WHAT IS NEEDED
Check every line of the entries that follow, and copy the ones containing "instance".

(Records from a collection)
------
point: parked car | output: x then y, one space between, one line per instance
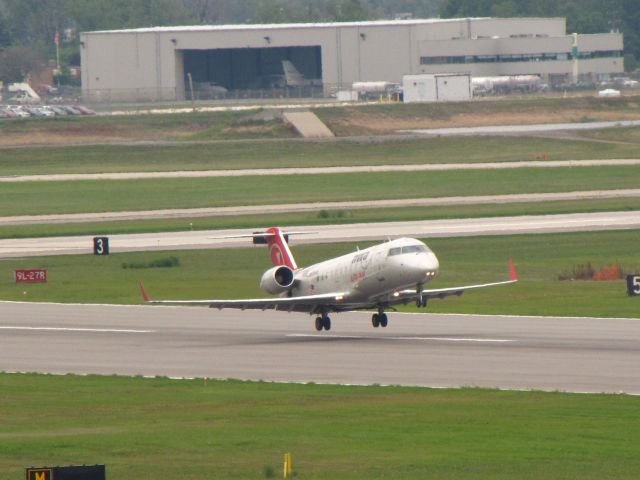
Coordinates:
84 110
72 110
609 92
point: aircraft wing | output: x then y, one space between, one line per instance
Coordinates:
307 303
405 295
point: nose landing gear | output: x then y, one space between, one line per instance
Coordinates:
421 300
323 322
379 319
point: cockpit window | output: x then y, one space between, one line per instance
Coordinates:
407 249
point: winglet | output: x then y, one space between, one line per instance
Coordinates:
------
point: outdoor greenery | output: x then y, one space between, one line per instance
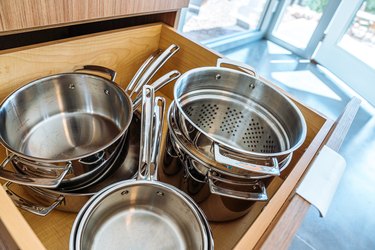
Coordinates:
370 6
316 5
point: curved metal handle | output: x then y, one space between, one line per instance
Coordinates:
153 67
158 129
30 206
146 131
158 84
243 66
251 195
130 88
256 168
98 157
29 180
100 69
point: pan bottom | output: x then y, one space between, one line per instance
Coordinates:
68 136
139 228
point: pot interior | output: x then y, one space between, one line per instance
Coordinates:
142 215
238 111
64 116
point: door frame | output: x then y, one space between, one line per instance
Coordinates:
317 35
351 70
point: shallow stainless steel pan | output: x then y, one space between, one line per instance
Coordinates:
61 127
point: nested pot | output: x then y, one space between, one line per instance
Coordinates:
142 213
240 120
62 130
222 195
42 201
------
RESPONSE AREA
point: parked car | output: x then y, one space between, one line per instance
point: aircraft wing | output: x then y, one space between, one line per instance
point: nose landing gear | output: x then y, one space between, one line per instance
point: cockpit window | output: x then y, one space between, one line per instance
point: winglet | output: x then y, one space between, one line per instance
point: outdoor greenery | output: x then y, one space between, one line per instance
point: curved metal handle | output: x then y, one space between, one line per instance
point: pan bottom | output: x then y, one space between, one line per instance
point: pot interior | output: x then y, one space between, one line per instance
point: door frame | output: x then y, one space between, one line per instance
point: shallow stainless steel pan | output: x then y, one space between, one line per instance
point: nested pot | output: x then y, one space between, one line per instance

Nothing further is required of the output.